**Brano:**

_ _ _ _

Non l’ho fatto, ho lasciato fare e va bene così, ma quando ho pensato alle catechesi in preparazione al Natale sulla Passione, avevo pensato anche alla locandina, poi non l’ho fatto perché è anche bello, ogni tanto, almeno sotto Natale, rinunciare alle proprie idee, ai propri gusti, ai propri piaceri, avevo già preparato l’immagine, e per queste catechesi avevo pensato di usare come immagine niente di religioso, niente inerente a Gesù, ma l’immagine del Signore degli Anelli, quando viene acceso il fuoco e si vede questo fuoco che comincia a diffondersi sulle montagne, sui paesaggi, ovunque e si sente questa frase: “Si è accesa la speranza”. Ecco, dentro a quelle tenebre terribili che a Mordor stavano ormai investendo tutto l’universo mondo, si accende la speranza. Come? Col fuoco. Un fuoco che divampa ovunque. Avevo scattato l’immagine di questo momento, del fuoco che viene acceso a Minas Tirith, e volevo usare questa immagine per fare il ciclo sulla Passione, perché la Passione di Gesù, la morte in Croce di Gesù è il fuoco della nostra speranza, lì inizia ad accendersi al nostra speranza.

_ _ _ _

**Voci fornite:**

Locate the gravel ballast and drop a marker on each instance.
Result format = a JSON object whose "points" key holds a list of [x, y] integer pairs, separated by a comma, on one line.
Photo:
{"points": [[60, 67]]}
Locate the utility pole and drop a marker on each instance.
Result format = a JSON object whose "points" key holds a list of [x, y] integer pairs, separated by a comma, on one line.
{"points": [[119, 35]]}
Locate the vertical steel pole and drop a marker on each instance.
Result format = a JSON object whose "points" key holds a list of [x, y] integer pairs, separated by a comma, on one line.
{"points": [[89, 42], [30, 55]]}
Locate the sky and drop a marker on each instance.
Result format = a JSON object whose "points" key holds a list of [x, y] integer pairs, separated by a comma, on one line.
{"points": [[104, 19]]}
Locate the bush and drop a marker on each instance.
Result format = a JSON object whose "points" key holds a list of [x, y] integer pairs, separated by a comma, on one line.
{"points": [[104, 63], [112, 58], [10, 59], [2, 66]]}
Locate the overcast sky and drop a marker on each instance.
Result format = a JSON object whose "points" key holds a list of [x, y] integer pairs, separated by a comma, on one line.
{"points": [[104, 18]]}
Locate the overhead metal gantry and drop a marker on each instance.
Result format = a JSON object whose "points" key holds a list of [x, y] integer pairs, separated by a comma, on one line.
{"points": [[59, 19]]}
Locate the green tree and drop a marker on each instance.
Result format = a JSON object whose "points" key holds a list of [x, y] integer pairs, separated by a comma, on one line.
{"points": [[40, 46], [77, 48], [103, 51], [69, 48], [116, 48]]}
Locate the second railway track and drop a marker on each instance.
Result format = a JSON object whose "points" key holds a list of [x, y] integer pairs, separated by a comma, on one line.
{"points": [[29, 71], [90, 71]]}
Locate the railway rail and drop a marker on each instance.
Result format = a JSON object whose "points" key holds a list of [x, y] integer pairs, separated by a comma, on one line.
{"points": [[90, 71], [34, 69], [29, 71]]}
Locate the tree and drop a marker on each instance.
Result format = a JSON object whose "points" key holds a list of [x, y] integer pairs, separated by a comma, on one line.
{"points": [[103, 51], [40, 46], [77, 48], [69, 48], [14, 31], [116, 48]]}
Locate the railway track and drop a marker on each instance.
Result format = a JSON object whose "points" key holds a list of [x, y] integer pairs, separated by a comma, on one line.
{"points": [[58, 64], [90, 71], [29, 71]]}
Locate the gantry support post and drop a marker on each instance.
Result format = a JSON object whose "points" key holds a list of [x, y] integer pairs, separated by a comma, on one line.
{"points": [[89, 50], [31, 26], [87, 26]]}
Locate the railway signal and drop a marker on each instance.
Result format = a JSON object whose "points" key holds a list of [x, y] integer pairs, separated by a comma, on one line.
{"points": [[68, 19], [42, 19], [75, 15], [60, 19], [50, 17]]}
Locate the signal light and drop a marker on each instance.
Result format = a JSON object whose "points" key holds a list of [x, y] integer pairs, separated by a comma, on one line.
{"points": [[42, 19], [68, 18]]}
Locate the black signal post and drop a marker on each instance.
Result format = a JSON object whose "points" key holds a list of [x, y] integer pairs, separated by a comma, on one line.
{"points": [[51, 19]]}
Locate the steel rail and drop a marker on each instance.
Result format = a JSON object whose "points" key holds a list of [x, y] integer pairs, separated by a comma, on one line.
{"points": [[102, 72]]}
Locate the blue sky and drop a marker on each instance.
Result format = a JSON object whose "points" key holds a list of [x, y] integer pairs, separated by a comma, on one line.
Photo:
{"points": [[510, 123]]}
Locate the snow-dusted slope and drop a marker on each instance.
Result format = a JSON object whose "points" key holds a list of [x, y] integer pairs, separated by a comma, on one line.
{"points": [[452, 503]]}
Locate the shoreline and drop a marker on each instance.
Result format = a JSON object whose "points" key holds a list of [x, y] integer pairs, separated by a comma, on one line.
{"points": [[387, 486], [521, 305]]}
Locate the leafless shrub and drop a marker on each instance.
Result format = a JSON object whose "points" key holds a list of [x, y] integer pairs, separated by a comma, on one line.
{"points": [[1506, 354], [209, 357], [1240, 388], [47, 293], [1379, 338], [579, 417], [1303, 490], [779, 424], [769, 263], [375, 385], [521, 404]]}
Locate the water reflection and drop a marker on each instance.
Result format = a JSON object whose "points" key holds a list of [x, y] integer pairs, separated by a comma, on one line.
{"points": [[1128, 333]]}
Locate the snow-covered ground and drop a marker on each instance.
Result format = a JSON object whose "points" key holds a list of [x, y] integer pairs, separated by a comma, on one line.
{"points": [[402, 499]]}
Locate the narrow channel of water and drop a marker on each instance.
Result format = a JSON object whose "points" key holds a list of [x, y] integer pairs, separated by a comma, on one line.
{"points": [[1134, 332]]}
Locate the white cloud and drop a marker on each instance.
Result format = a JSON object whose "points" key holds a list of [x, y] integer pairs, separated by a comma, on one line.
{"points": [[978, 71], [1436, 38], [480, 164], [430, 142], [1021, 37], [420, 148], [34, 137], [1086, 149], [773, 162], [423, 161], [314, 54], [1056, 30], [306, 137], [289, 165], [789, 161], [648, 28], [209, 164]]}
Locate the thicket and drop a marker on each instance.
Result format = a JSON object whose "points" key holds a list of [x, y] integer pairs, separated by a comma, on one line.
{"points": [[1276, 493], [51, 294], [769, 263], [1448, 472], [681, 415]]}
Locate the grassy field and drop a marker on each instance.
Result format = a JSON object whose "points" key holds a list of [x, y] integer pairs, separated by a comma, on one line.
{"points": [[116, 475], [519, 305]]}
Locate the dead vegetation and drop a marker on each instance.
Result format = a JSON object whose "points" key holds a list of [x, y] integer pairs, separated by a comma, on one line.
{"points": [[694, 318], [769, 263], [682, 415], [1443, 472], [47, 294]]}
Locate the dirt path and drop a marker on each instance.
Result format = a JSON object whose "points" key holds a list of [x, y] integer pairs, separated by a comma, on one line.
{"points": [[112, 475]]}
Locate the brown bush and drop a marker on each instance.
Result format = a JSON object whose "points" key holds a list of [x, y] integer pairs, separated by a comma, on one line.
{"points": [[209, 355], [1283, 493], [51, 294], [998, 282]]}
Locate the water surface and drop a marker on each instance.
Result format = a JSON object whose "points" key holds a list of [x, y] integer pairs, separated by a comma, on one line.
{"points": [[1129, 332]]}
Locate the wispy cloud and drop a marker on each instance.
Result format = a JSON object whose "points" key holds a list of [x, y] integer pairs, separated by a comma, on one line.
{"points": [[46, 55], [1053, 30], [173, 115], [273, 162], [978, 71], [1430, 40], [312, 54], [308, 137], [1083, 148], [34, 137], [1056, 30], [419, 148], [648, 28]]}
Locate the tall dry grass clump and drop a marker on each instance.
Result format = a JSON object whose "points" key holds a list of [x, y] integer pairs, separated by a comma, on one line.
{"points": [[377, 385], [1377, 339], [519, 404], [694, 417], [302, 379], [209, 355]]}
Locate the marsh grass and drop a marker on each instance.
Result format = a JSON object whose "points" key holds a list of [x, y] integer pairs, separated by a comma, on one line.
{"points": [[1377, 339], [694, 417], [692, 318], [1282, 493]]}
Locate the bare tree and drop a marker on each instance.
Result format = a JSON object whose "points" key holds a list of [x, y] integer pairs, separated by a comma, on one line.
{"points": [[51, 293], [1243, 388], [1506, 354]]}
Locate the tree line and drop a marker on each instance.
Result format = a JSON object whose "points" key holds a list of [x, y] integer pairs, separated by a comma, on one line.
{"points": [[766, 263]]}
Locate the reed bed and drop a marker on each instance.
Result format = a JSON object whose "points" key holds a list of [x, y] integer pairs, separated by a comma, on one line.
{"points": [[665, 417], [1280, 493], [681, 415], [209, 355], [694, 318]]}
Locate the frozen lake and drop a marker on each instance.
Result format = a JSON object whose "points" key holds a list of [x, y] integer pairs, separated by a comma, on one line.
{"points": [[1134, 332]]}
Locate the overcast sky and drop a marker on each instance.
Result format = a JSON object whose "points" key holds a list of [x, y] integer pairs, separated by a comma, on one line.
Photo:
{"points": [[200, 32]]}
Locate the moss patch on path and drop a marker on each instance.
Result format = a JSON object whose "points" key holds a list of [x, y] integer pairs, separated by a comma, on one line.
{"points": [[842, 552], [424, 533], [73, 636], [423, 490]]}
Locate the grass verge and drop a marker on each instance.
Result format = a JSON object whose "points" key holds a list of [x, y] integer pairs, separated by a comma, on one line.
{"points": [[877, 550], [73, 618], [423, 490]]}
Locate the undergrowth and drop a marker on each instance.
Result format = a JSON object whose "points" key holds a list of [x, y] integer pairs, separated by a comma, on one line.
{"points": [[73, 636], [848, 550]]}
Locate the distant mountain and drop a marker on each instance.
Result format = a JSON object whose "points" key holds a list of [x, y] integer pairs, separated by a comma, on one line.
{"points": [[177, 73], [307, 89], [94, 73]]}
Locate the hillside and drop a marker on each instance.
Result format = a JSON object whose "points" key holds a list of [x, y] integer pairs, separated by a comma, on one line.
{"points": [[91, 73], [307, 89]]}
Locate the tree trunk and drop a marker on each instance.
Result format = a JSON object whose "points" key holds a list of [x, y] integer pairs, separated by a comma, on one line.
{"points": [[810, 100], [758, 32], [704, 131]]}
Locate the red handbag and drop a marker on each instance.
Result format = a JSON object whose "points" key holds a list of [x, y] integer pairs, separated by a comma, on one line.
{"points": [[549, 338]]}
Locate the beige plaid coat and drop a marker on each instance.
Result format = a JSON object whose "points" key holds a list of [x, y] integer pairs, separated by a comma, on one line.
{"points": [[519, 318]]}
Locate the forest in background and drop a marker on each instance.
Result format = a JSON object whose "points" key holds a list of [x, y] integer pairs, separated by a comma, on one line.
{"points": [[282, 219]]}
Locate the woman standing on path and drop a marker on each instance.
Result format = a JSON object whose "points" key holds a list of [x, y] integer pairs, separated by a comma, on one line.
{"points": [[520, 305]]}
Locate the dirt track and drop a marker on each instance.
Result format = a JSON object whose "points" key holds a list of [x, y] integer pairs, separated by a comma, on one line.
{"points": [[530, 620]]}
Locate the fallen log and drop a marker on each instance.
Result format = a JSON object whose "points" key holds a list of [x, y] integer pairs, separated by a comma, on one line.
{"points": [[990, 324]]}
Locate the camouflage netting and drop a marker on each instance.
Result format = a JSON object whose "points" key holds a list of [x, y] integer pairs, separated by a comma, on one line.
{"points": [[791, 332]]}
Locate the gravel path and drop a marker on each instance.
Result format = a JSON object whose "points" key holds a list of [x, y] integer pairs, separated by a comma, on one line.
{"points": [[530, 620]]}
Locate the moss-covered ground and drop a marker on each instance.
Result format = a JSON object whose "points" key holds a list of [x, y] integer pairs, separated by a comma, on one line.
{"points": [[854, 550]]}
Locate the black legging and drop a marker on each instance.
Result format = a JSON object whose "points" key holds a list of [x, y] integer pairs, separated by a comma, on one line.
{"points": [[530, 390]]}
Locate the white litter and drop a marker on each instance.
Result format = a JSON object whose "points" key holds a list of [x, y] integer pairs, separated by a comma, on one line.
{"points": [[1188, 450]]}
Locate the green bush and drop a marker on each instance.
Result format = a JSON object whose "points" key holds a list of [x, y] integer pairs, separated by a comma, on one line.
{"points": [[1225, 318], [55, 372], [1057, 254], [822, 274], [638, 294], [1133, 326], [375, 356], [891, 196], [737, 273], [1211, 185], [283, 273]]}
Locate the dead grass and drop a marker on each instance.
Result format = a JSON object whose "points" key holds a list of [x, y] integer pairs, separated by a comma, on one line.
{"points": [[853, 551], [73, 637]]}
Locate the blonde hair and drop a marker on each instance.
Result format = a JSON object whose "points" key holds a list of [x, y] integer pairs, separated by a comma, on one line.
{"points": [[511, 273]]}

_ _ _ _

**Compiti ed esercizi:**
a - Rispondi a queste domande sul brano:
(i) Da quale film veniva l'immagine scelta per la locandina?
(ii) Quale frase si sente mentre il fuoco si diffonde?
(iii) In quale città viene acceso il fuoco ritratto nell'immagine scattata?
b - Scrivi il seguito del brano sulla Passione di Gesù, partendo subito dopo la sua ultima frase.

**Risposte attese:**
a -
(i) Dal Signore degli Anelli.
(ii) "Si è accesa la speranza".
(iii) A Minas Tirith.

b -
Di questo dobbiamo parlare, solo di questo. Lasciamo perdere tutto il resto. Così non andremo in giro con la testa bassa, depressi, morti in piedi con queste facce da non so che cosa, terrorizzati. Andremo in giro seminando speranza, dicendo: “Calma, calma!”. Fossimo anche dentro alla tempesta più nera noi abbiamo sempre la speranza accesa che è Gesù.

“Il peccato, direttamente od indirettamente, procura qualche danno al prossimo.” 

È  vero, sempre, quando una persona è piena, è invasa dal peccato non è bello starci vicini, rovina tutto, rovina tutto con quel suo modo nefasto, buio, lugubre, con quello sguardo negativo, arcigno, sospettoso. A cosa serve? “Tristezza e malinconia fuori da casa mia” diceva San Filippo Neri.

 “Arrendiamoci ora alla divina Grazia: Vi amo, mio Dio creatore, mio Gesù, voglio sempre amarvi. O Maria, portatrice di pace tra Dio ed i peccatori, ottenetemi misericordia. Mi metto sotto il vostro manto: illuminatemi, difendetemi, salvatemi.”

3. La eternità dell’Inferno

“Il male che poco dura è un piccolo male; ma se dura per sempre, anche un solo e piccolo dolore, è tormento indicibile. Ora per i dannati è detto: «Saran tormentati giorno e notte per i secoli dei secoli» (Ap 22,10); eterno il fuoco, eterna la perdita di Dio, eterno ogni tormento, senza la minima speranza.”

È  all’Inferno che noi vedremo spento il fuoco della speranza, ma qui su questa terra, mai! Neanche se fossimo in un campo di concentramento. San Massimiliano Maria Kolbe ne è la prova.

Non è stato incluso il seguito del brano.